(Provided material):
↓
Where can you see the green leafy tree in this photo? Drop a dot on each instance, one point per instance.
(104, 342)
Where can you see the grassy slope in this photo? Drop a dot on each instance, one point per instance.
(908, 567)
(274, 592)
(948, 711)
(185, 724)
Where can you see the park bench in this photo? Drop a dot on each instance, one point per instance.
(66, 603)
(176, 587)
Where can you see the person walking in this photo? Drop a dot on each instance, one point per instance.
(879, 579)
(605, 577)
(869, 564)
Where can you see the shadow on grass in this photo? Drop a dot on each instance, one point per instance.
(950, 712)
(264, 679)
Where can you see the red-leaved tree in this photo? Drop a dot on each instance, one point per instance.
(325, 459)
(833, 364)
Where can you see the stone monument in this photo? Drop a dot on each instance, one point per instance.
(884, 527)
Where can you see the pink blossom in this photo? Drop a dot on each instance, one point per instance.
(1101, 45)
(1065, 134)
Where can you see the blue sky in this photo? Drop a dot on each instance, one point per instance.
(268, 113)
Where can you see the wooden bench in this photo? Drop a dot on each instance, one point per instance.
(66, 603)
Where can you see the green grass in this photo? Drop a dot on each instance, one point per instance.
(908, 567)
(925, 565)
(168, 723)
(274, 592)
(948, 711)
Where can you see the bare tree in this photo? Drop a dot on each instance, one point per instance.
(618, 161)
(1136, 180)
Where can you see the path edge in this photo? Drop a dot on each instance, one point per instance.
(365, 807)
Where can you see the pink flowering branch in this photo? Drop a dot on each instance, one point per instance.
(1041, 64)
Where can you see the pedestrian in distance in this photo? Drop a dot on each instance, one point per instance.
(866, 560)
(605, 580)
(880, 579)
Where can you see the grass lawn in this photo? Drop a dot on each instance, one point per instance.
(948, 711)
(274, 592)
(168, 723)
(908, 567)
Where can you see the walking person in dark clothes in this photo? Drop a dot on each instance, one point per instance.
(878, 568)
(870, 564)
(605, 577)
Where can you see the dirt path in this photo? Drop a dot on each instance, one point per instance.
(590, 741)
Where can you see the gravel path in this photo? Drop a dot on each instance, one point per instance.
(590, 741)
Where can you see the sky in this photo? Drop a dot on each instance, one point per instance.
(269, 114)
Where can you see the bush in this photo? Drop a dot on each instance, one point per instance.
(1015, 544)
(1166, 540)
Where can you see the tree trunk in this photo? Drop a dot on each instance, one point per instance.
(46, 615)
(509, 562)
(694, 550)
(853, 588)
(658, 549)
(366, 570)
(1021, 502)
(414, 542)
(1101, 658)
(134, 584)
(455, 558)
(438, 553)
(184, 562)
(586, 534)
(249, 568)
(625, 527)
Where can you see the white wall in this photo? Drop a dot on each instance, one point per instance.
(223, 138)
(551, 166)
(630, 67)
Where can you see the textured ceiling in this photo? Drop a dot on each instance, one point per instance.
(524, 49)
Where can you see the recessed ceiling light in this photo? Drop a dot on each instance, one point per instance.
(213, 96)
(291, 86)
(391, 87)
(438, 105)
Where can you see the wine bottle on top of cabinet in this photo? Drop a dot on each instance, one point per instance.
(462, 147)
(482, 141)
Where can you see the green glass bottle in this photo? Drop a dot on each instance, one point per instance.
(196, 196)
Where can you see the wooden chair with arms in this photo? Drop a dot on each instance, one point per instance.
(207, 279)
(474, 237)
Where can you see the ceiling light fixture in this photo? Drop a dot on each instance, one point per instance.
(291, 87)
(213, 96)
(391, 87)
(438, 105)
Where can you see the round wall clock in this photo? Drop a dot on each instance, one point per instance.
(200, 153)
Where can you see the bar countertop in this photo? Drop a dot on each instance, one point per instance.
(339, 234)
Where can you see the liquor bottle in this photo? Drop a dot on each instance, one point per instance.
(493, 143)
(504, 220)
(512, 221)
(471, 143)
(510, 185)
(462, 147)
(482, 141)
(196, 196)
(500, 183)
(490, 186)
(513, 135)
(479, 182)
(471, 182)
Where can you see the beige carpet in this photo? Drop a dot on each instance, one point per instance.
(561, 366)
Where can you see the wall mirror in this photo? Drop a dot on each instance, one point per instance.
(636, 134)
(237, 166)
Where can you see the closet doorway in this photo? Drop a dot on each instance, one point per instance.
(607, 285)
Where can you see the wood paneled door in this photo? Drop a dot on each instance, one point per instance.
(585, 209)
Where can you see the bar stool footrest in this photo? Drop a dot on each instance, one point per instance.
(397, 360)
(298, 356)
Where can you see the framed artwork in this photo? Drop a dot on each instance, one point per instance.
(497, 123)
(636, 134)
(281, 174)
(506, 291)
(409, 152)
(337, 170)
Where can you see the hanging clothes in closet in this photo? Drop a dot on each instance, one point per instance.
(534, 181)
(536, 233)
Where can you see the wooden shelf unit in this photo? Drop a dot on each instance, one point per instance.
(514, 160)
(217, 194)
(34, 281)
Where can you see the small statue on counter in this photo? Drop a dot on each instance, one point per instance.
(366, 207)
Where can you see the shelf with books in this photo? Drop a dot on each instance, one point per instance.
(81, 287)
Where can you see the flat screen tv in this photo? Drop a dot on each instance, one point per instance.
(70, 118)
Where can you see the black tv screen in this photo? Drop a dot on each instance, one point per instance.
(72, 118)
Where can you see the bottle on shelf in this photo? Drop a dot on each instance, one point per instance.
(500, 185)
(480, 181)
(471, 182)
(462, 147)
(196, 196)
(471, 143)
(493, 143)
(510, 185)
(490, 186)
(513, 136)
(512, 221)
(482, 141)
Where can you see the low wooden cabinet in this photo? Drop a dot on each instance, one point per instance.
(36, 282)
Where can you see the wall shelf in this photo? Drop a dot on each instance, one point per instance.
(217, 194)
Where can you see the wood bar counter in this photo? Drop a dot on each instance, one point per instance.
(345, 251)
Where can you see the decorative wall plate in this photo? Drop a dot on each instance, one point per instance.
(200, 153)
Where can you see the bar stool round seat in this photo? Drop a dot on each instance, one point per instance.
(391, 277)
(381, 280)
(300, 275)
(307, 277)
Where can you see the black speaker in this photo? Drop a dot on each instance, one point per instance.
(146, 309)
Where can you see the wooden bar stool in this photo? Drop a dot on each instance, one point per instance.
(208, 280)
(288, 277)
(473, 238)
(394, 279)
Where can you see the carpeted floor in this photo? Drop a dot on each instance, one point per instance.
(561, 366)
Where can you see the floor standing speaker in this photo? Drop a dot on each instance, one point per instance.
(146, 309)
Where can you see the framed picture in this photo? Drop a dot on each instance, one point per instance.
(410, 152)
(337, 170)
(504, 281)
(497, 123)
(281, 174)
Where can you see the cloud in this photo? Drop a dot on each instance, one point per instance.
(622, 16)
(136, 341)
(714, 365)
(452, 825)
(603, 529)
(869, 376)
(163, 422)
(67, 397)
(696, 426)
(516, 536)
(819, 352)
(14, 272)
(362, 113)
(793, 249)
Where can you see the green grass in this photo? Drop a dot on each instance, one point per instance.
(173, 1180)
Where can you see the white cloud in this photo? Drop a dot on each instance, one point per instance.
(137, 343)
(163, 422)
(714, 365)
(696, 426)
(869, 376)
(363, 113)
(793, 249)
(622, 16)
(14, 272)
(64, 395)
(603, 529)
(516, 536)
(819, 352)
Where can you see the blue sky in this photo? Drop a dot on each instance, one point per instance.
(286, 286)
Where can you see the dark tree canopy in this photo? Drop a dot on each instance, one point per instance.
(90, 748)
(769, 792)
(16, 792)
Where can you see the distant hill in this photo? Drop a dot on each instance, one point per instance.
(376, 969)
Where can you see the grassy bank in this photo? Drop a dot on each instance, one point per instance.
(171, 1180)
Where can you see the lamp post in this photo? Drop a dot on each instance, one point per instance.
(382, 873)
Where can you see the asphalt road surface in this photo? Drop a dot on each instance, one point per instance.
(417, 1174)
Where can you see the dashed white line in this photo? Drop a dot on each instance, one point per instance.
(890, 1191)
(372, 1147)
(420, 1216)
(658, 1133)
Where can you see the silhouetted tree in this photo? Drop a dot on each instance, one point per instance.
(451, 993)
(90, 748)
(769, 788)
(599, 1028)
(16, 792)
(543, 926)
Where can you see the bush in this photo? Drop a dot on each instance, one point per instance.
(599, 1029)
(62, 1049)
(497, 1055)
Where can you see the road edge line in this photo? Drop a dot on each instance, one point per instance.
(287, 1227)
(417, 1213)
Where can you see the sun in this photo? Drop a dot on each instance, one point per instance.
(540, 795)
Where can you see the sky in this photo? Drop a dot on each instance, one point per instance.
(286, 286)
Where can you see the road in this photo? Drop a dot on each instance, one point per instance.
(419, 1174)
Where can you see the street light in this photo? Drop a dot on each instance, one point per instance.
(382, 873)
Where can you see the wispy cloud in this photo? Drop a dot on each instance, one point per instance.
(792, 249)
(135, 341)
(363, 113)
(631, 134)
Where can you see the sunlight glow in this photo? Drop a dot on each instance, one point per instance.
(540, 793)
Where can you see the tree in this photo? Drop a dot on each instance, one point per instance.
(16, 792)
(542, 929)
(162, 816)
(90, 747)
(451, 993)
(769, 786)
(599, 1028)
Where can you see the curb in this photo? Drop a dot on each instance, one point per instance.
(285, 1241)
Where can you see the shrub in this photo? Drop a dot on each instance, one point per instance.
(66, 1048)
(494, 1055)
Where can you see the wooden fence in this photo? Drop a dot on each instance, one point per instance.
↑
(Work to complete):
Output exactly the lines of the data that run from the one containing "Where can you see the sunlight" to the very last line, and no others.

(Exercise response):
Where can you see the sunlight glow in this photo? Drop a dot on each instance, one point per instance.
(540, 793)
Where can you see the tree in this photo? Drop a dot on each instance, one point per instance.
(16, 792)
(542, 929)
(162, 816)
(90, 747)
(451, 993)
(769, 786)
(599, 1028)
Where can you see the curb in this photo? Drop a dot on each instance, one point per instance.
(285, 1241)
Where can you see the shrub in this photo? Drop a dot on each instance, one point per instance.
(66, 1048)
(494, 1055)
Where can you see the wooden fence in this photo? Drop a dot on each instance, one point per instance.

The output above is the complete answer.